• [To be done]: Please turn the listing below, from the line with "Each instance of the flower" through the line with "Target: flower crown", into a numbered list, leaving out any blank lines.

start Given entries

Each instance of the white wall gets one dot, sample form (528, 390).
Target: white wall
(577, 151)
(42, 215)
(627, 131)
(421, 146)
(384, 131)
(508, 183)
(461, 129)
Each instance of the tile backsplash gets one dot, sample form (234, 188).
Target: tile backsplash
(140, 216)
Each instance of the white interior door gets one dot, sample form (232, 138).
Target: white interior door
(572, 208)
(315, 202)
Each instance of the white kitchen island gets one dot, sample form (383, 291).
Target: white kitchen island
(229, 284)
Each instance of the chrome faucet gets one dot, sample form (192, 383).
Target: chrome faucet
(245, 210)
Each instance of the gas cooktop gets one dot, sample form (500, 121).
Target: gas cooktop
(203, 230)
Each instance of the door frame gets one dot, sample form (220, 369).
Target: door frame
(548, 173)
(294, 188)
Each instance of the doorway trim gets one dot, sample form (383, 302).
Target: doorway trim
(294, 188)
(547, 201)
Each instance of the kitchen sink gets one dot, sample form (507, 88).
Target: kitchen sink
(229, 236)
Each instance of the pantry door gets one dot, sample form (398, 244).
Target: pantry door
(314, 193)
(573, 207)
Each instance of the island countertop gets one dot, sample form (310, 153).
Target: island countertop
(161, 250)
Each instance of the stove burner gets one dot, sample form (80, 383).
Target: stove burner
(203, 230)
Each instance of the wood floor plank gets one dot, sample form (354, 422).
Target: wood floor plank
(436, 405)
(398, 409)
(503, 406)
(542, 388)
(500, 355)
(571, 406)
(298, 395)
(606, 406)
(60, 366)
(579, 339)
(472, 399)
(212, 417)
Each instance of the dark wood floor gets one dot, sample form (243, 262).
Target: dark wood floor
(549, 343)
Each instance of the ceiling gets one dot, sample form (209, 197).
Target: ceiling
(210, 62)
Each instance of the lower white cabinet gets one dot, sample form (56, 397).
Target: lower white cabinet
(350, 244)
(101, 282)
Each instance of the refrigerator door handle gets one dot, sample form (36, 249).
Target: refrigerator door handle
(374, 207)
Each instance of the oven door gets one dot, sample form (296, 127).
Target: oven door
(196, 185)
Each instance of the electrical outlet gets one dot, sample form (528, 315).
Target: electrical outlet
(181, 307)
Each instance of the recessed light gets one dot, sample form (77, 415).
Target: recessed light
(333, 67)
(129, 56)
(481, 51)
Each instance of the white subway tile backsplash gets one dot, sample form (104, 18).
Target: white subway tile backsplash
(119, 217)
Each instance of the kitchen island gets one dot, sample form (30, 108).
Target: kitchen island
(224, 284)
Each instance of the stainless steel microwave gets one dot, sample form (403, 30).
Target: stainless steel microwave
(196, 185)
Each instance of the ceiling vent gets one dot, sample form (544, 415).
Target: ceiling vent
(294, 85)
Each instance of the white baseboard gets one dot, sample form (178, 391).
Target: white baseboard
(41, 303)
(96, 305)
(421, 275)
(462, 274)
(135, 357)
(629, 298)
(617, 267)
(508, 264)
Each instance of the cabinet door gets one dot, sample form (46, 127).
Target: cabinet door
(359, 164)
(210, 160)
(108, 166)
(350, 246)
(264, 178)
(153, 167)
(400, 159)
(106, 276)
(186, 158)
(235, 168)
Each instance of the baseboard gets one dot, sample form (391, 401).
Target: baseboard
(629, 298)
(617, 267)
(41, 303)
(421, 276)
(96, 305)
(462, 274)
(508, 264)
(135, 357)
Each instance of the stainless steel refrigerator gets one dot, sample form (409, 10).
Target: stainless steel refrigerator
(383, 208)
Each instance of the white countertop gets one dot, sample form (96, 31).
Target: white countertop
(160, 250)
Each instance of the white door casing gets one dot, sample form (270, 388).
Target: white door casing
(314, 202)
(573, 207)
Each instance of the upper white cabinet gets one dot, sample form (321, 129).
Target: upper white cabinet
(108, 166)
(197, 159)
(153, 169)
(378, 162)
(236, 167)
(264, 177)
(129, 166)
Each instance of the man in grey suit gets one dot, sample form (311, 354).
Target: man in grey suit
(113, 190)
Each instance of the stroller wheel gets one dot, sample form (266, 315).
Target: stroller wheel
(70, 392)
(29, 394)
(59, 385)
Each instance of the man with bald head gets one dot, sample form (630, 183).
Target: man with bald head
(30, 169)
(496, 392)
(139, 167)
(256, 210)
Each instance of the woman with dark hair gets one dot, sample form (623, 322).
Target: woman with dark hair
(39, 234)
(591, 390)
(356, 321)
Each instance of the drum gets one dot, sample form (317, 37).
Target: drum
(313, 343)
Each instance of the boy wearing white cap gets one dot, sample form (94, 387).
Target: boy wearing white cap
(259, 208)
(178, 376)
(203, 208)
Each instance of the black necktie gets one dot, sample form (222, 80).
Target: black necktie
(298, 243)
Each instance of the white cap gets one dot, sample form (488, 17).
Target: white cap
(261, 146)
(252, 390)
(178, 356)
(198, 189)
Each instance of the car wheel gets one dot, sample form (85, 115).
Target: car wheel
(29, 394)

end Given entries
start Given entries

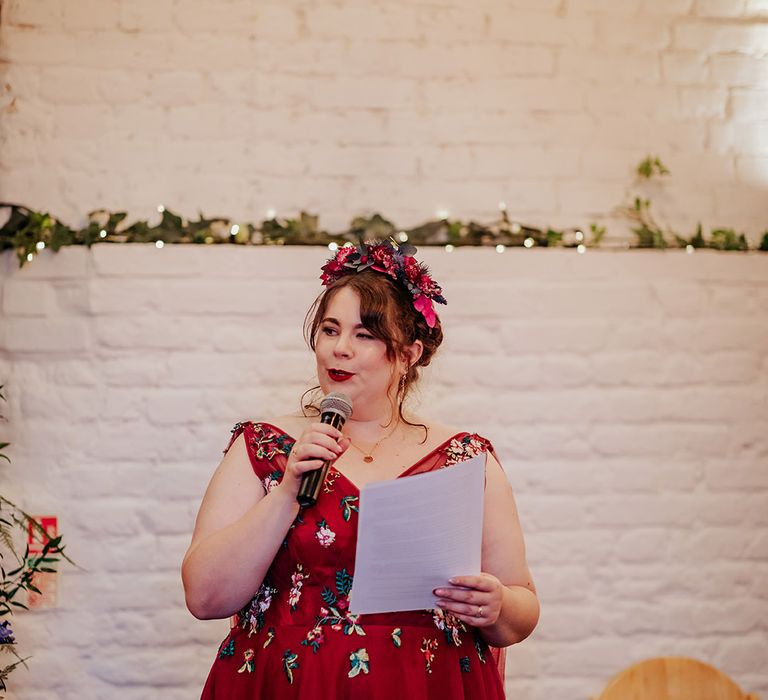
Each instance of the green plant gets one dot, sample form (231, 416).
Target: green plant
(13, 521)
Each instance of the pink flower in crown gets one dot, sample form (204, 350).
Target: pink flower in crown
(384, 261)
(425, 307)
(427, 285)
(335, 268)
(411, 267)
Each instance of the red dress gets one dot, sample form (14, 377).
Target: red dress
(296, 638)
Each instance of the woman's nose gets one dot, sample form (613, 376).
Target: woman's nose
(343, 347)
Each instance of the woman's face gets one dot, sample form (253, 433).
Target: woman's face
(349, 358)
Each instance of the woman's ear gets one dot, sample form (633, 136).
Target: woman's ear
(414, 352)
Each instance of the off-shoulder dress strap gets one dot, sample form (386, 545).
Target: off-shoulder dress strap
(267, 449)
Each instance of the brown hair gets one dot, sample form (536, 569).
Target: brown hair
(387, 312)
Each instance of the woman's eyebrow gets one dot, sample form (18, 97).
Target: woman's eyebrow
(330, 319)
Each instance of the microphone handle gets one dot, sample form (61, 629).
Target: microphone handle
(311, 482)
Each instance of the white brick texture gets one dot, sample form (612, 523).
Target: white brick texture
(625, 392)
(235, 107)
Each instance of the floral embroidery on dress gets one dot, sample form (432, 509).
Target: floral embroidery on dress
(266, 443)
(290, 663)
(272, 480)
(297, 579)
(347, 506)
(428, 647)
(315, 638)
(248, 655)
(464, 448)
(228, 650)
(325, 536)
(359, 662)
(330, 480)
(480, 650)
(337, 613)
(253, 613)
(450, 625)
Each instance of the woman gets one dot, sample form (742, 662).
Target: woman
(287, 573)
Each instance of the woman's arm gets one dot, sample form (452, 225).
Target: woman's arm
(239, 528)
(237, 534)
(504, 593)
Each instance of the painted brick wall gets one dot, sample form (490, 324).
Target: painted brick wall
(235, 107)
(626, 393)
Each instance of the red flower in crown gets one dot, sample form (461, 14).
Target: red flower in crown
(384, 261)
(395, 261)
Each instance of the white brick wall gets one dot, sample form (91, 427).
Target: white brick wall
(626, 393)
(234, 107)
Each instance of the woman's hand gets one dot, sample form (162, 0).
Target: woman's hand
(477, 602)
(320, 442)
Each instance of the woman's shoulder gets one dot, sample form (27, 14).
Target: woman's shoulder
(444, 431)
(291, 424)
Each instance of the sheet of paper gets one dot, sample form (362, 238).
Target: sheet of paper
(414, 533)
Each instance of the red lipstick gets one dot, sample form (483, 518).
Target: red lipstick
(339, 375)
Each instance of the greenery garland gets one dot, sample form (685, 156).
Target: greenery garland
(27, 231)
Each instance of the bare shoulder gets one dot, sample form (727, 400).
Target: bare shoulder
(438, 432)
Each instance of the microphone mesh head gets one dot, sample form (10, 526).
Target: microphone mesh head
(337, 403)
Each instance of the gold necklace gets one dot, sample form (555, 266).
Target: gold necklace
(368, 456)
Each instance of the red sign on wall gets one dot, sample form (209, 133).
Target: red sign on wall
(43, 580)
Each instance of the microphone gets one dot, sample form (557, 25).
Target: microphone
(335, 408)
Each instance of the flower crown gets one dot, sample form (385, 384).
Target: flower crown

end Given entries
start Given entries

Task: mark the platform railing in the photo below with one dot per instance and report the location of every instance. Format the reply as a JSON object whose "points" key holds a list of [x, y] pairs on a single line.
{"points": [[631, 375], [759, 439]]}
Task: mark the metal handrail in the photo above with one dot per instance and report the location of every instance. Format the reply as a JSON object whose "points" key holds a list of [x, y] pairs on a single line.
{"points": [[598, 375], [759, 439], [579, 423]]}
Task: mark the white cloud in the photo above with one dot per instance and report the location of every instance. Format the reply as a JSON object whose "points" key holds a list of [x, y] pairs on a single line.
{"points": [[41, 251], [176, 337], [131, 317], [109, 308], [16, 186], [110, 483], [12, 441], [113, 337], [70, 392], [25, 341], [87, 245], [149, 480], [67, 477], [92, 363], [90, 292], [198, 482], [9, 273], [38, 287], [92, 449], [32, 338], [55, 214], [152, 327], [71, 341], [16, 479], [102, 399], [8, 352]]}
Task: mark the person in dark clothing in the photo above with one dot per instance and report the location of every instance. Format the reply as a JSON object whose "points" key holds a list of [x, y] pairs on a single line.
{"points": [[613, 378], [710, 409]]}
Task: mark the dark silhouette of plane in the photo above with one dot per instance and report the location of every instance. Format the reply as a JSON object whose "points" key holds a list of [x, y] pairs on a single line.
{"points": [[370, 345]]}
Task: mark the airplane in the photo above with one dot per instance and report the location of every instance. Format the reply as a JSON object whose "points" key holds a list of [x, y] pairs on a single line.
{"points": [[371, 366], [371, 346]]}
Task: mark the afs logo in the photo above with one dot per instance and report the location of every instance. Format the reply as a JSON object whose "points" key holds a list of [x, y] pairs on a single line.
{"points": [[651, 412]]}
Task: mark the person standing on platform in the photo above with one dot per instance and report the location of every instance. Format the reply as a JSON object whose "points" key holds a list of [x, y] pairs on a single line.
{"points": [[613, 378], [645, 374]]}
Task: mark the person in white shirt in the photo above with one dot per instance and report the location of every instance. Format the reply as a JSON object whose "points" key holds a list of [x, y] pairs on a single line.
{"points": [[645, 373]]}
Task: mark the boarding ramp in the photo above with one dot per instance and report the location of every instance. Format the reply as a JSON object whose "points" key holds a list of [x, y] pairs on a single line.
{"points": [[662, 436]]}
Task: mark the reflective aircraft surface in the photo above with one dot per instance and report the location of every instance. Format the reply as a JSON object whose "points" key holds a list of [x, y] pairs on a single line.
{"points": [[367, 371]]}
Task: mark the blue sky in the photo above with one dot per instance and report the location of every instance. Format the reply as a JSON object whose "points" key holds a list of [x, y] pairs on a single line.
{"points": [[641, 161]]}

end Given entries

• [Response to this exercise]:
1. Each instance of the flower crown gets one dot, sample form (385, 384).
2. Target: flower crown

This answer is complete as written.